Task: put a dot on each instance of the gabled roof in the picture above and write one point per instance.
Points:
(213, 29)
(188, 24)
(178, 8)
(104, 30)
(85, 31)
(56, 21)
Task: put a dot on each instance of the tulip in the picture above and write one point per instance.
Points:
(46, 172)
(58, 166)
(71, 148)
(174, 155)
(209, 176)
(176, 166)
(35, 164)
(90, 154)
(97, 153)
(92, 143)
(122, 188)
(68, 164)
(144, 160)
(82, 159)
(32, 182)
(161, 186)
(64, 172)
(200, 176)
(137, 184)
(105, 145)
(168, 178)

= = = = = = =

WHAT YOU SHOULD DO:
Repeat every record exactly as written, please.

THE RESPONSE:
Task: put a dot on each instance of the gabled roof in the picture above and write one point per instance.
Points:
(213, 29)
(188, 24)
(178, 8)
(104, 30)
(85, 31)
(56, 21)
Task: put a dot on each instance of the tulip in the picture above and write one point per instance.
Points:
(46, 172)
(58, 166)
(71, 148)
(174, 155)
(209, 176)
(176, 166)
(35, 164)
(90, 154)
(97, 153)
(92, 143)
(122, 188)
(68, 164)
(144, 160)
(82, 159)
(32, 182)
(161, 186)
(64, 172)
(200, 176)
(137, 184)
(105, 145)
(168, 178)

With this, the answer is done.